Task requirements: Locate each line in the items below that contains the string "outlines", and copy those lines out in full.
_ _ _ _ _ _ _
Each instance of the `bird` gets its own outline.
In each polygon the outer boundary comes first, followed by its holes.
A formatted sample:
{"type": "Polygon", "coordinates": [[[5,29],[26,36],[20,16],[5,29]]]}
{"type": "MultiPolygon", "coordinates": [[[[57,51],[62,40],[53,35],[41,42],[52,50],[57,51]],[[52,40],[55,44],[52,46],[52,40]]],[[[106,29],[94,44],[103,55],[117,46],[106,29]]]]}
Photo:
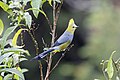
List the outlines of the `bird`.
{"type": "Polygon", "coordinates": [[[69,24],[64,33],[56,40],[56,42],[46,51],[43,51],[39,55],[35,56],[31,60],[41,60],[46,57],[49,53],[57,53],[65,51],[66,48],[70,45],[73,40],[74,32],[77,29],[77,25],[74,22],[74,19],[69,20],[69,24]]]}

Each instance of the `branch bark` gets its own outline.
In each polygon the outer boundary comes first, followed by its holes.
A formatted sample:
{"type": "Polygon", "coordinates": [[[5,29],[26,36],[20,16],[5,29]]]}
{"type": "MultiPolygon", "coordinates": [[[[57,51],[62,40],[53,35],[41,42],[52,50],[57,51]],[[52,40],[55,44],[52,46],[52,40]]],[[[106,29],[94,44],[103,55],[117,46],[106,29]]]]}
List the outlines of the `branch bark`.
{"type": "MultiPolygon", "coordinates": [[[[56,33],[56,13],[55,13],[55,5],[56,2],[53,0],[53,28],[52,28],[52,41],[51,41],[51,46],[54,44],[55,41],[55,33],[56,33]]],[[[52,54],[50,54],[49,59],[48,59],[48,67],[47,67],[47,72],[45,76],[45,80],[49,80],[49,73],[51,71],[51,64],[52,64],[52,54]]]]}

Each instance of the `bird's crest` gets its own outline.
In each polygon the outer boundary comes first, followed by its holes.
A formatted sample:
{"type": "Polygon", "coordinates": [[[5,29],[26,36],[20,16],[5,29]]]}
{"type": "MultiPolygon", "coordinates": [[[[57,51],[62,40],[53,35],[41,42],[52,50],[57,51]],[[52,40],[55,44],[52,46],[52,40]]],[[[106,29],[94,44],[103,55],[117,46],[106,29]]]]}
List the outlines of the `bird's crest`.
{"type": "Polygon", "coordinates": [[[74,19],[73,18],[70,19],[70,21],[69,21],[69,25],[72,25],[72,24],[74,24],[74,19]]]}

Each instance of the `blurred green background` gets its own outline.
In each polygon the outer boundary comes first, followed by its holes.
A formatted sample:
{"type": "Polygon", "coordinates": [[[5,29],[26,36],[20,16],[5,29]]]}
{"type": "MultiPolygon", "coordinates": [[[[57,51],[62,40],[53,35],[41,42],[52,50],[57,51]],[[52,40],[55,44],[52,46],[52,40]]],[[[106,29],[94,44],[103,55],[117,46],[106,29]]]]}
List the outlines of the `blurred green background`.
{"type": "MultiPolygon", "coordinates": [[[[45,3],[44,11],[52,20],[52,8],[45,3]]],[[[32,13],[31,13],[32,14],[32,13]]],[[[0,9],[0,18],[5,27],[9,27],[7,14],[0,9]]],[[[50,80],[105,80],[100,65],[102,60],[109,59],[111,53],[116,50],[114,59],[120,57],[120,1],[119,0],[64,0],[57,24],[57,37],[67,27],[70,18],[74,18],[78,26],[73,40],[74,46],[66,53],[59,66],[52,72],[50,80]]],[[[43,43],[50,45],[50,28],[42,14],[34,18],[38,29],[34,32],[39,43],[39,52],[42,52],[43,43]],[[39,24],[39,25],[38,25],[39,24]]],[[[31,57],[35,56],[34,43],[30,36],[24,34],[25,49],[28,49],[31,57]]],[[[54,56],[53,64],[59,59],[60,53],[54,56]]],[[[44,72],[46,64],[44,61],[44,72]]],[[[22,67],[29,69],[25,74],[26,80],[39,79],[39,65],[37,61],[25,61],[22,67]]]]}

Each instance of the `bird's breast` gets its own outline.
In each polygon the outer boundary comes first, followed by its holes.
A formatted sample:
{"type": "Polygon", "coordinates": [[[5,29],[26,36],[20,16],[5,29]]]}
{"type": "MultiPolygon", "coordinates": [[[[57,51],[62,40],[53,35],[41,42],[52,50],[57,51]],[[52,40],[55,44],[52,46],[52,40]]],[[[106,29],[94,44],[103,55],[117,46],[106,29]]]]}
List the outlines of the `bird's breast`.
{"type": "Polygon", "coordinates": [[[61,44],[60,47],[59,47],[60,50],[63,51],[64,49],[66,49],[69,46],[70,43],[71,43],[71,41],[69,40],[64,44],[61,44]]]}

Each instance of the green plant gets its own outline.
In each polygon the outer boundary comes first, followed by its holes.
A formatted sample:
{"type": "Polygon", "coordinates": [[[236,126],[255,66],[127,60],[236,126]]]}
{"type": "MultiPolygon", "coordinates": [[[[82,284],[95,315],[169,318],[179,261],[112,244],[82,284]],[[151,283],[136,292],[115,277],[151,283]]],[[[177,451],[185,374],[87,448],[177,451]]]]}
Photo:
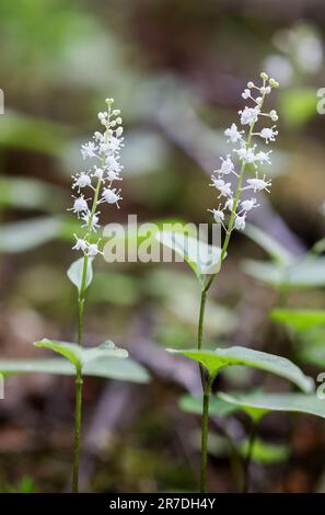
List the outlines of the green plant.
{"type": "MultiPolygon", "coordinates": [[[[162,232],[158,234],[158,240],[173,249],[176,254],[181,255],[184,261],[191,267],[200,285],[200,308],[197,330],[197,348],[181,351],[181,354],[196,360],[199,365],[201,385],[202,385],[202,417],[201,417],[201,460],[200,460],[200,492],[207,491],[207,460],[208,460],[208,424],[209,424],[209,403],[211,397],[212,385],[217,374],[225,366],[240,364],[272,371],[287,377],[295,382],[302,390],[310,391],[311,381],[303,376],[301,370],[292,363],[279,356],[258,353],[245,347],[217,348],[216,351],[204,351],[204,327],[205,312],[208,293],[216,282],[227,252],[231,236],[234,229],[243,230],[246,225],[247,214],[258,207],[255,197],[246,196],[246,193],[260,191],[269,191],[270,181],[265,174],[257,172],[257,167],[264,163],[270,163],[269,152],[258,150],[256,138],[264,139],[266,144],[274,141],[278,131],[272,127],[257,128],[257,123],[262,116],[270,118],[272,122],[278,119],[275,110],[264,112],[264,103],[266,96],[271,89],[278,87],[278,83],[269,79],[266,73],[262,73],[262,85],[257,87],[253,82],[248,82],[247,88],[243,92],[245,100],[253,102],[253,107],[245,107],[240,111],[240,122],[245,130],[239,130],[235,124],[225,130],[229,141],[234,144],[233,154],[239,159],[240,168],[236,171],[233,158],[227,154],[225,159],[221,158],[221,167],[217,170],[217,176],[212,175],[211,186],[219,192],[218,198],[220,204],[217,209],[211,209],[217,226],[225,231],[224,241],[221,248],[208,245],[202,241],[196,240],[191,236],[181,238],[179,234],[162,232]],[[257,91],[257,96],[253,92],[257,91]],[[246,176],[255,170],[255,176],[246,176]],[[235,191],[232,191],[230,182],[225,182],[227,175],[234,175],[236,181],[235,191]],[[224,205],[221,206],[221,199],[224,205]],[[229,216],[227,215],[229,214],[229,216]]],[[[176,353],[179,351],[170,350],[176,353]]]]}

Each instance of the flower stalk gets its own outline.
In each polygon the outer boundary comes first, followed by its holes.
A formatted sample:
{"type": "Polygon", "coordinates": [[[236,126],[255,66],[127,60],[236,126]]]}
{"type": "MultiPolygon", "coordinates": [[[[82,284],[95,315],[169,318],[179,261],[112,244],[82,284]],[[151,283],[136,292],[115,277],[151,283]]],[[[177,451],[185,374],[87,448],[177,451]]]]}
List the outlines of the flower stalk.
_ _ _ _ _ _ _
Task output:
List the outlines of the `bird`.
List the outlines of the `branch bark`.
List the outlines of the `bird's crest`.
List the outlines of the `blurred green background`.
List the outlines of the `bird's breast`.
List the outlines of the green plant.
List the outlines of the flower stalk.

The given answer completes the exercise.